Exercise passage:

§

Film

Meet Linn da Quebrada, the “Gender Terrorist” Raising Her Voice for Brazil’s Queer Community of Color

'Bixa Travesty' image courtesy of Cinema Tropical

With its title alone Bixa Travesty (translated as “Tranny Fag”) announces itself as a radical statement. The combination of two near-taboo words that continue to be contested within and leveraged against the LGBTQ community already alerts you that Brazilian directors Claudia Priscilla and Kiko Goifman are out to push boundaries. Their vehicle: the charismatic self-described “gender terrorist”/singer/artist Linn da Quebrada. This documentary is uninterested in making you feel comfortable with the images and ideas they’re presenting, and confronts you head on about current issues.

§

Material provided:
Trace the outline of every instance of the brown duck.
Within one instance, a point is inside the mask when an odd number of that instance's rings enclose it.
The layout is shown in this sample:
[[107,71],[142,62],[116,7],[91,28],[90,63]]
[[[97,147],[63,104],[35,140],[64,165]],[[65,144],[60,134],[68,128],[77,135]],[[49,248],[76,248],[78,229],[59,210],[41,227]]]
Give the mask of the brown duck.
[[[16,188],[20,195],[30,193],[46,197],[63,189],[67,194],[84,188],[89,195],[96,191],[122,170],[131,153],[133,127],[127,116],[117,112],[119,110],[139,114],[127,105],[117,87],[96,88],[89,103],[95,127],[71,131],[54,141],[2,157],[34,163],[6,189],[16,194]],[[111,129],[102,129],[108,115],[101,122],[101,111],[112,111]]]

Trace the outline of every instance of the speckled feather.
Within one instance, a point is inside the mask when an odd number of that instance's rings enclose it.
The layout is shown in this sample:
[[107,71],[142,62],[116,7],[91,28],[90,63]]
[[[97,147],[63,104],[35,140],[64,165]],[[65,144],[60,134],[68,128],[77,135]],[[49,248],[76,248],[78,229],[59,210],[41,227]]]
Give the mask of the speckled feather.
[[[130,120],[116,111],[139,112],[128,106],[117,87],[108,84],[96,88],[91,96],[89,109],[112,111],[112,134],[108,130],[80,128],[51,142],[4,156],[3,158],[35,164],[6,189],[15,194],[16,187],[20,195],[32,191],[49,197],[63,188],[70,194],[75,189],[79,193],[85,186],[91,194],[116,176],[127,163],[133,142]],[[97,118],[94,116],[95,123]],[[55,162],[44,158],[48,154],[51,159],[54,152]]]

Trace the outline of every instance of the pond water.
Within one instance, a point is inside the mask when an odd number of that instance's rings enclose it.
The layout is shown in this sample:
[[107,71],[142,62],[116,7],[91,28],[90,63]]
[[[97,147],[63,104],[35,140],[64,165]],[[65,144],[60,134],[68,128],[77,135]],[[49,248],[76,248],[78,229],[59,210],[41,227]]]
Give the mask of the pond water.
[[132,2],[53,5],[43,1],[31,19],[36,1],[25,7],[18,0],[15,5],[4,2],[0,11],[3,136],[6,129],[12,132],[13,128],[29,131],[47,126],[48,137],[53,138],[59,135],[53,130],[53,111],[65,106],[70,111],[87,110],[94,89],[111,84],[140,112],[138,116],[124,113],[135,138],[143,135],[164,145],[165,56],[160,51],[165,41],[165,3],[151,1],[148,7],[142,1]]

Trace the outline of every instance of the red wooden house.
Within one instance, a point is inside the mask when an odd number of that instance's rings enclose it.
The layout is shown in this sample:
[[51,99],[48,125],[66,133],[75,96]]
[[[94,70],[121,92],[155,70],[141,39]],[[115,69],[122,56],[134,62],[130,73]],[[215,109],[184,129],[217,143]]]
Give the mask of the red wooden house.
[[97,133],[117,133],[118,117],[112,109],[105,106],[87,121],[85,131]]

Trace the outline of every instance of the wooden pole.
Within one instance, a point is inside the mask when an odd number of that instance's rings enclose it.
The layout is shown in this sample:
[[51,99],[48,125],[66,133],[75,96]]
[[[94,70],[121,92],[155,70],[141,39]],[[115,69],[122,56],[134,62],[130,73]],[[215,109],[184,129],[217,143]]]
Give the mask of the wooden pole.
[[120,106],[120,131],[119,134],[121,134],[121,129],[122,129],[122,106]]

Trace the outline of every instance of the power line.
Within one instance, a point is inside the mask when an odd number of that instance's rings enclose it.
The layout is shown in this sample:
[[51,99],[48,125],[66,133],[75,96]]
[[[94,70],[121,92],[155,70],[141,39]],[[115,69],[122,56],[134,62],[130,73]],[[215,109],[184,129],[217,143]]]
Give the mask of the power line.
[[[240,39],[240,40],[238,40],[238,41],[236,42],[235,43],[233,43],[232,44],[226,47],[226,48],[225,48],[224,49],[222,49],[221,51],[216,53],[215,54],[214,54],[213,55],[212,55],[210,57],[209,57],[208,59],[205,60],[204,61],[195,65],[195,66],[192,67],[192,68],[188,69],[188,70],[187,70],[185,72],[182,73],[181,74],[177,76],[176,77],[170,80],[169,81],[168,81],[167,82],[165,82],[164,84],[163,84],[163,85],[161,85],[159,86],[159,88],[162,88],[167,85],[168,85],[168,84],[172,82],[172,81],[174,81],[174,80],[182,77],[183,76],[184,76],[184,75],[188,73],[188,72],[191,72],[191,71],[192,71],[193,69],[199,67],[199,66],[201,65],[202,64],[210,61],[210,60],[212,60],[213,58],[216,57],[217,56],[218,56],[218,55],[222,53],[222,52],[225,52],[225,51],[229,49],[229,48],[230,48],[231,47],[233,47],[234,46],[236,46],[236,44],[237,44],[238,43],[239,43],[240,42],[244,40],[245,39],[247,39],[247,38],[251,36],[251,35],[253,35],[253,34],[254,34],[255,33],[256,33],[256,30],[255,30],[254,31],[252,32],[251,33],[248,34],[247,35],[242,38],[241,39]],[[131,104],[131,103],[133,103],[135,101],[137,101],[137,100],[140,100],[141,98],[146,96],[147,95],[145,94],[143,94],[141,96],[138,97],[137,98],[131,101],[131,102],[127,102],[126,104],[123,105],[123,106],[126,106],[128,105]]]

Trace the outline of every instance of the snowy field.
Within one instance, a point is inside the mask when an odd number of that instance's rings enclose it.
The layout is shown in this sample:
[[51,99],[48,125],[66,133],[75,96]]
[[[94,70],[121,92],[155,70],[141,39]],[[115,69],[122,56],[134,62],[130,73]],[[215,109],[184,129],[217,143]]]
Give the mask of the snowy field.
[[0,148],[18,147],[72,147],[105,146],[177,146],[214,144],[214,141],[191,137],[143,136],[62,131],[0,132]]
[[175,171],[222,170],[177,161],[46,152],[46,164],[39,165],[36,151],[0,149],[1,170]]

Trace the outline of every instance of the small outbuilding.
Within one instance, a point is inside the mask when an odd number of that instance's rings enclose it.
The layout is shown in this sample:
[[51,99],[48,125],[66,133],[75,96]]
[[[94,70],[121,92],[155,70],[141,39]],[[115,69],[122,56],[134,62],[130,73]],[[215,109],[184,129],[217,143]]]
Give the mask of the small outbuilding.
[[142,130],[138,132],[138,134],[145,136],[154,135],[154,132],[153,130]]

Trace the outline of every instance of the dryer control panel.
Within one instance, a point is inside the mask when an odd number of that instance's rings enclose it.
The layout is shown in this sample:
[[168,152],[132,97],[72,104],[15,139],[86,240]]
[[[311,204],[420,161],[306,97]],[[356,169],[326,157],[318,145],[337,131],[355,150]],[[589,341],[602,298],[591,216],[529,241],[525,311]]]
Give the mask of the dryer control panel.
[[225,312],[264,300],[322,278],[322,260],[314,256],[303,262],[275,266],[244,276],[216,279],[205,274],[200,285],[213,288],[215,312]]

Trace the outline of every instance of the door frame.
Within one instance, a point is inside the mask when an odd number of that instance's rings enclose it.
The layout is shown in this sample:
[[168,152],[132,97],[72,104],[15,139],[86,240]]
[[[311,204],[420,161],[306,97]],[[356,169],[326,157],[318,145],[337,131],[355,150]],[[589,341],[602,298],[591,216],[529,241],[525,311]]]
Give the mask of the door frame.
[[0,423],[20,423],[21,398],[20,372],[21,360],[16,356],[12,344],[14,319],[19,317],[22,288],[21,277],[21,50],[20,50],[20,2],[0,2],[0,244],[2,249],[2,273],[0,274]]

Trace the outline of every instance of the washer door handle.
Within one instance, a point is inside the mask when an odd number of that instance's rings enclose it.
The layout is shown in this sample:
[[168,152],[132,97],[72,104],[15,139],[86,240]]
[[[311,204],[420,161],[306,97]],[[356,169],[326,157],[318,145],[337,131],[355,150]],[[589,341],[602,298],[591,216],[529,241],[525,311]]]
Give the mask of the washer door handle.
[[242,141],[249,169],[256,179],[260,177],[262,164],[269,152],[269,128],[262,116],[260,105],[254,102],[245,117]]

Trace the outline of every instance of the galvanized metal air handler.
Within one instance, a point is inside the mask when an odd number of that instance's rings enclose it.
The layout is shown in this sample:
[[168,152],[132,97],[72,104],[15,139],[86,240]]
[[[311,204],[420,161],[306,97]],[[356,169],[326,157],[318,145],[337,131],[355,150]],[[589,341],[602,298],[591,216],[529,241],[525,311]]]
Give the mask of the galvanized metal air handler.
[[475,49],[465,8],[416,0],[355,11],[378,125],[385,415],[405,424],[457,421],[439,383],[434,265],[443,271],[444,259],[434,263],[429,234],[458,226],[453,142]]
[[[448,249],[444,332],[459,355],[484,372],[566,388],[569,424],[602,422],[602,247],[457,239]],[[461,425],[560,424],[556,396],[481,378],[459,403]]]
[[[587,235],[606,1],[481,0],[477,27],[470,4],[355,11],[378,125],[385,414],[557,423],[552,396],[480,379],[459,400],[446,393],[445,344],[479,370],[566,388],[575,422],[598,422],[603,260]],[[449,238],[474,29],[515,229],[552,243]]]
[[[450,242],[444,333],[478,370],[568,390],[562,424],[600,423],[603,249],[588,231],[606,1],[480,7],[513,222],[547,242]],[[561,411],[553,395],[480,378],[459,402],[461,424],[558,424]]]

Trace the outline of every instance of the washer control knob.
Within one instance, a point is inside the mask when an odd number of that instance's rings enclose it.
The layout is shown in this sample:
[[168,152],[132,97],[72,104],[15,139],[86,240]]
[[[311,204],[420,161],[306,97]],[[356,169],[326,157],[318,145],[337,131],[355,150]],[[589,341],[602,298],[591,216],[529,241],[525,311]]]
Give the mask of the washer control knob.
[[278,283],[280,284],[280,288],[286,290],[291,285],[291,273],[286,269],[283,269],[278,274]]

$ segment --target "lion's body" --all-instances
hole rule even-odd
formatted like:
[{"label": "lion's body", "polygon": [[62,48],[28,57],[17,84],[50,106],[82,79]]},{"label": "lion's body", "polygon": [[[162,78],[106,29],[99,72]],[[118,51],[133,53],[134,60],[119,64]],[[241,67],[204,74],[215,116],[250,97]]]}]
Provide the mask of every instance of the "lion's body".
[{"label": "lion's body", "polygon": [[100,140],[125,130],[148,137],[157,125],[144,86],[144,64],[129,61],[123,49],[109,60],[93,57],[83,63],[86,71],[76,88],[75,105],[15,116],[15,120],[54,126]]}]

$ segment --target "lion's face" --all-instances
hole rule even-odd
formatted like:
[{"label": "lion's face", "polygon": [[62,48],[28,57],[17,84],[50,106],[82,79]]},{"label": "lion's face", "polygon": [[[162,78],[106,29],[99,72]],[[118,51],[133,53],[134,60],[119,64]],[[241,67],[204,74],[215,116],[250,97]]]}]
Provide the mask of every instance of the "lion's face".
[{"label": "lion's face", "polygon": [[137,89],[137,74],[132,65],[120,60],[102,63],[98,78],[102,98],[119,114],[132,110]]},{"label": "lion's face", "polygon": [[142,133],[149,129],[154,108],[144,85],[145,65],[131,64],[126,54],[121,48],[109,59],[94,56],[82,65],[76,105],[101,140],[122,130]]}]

§

Exercises:
**1.** Name every person mentioned by name in the article about Bixa Travesty.
**2.** Continue the article about Bixa Travesty, picking up after its last sentence.
The entries that come after the article about Bixa Travesty are separate material and have nothing to do with it.

Task answers:
**1.** Linn da Quebrada, Claudia Priscilla, Kiko Goifman

**2.**
“My black skin is my cloak of courage,” Linn sings at one point, “it boosts my moves, it praises my queerness.” Part concert film, part character portrait, and part “tranny fag” manifesto, Bixa Travesty asks us to re-evaluate how we approach gender, race, sexuality, and everything in between. Linn usually performs in little else than a thong (adorned at times with chains and mesh stockings) and her signature claw-like glove. These concerts, in dimly-lit venues with bare-bones stages, usually involve twerking dancers, an expletive or two, and a throng of adoring fans.

Her songs speak to the need to break free of traditional gender, racial, classist, sexual norms. “She has a woman’s body,” goes one of her other songs, “a woman’s face, and a woman’s cock.” Such lyrics put forth a different vision of gendered identities, the kind Linn wants to deconstruct. For example, she prefers female pronouns despite the fact that – as seen in several NSFW clips – Linn still has male genitalia. “You can be a woman and have a dick,” she explains.

If all gender is a construct, if there’s nothing that keeps men from growing out their curly hair, or wearing makeup, or sleeping with whatever gender they so wish, then all kinds of labels and identity markers become useless. These are the lessons Linn wants us to learn.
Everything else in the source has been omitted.